● **Passage**

════════

Skip to content

Latest commit

 

History

History
93 lines (62 loc) · 2.71 KB

getting_started.md

File metadata and controls

93 lines (62 loc) · 2.71 KB

Getting started with using the MSR2021Replication

Install Mallet

To install the Mallet tool, first is necessary to have the Apache ant build tool installed. Install the binary from https://ant.apache.org/ and follow the manual instructions to configure it.

With ant installed and configured, open the Mallet 2.0.8 folder in the MSR2021Replication repository at mallet/mallet-2.0.8 and run the following command:

$ ant

The Mallet tool will be available to use at mallet/mallet-2.0.8/bin/mallet.

Run with jupyter notebook

The jupyter notebook can be used for StackOverflow datasets. To run the jupyter notebook run the following command on the repository root.

$ jupyter-notebook SO_dataset_analysis.ipynb

Follow the notebook instructions to import the correct dataset and run the scripts.

Run with bash

Install python libraries

Run the following command to install the libraries in the scripts:

$ pip install -r notebook/requirements.txt

Open a Python3 console with the command:

$ python3

Inside the console download the nltk packages by running the following code:

import nltk

nltk.download('punkt')

════════

● **Directive A**
Collect every line of the records below that contains the word "window".

Rows from an object pointing dataset
════════

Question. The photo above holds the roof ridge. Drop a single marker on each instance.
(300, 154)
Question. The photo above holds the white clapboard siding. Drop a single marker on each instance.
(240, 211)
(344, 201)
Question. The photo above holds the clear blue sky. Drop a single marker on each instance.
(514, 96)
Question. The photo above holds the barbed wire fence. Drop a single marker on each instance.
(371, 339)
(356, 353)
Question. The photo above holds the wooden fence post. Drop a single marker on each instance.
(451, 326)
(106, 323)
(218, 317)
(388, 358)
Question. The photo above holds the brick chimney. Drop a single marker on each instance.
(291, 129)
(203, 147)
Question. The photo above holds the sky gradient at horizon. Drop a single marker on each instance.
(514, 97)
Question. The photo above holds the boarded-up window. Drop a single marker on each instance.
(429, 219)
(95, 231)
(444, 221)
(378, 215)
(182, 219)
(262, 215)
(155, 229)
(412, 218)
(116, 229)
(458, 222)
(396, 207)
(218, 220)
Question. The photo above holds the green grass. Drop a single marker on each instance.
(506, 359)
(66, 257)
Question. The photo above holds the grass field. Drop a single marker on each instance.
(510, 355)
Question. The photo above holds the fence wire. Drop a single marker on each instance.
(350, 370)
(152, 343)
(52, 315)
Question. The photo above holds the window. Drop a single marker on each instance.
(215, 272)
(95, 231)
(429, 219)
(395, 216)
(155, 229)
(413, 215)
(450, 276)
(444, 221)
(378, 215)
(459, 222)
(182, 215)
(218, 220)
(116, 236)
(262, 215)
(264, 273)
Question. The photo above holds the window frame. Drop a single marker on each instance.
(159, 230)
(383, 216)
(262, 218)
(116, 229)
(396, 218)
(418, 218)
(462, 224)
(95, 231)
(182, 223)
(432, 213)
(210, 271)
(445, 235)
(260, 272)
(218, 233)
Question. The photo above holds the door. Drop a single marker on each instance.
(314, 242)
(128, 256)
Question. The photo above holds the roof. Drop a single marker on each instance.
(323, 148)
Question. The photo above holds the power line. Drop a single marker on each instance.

════════

● **Directive B**
Summarize the getting-started guide in two sentences.

● **Worked answer A**
Question. The photo above holds the boarded-up window. Drop a single marker on each instance.
Question. The photo above holds the window. Drop a single marker on each instance.
Question. The photo above holds the window frame. Drop a single marker on each instance.

● **Worked answer B**
To install Mallet, you first install and configure Apache ant, then run ant in the mallet/mallet-2.0.8 folder, which makes the tool available at mallet/mallet-2.0.8/bin/mallet. The project can be run with a Jupyter notebook for StackOverflow datasets or with bash, which requires installing the Python libraries from notebook/requirements.txt and downloading the nltk punkt package in a Python3 console.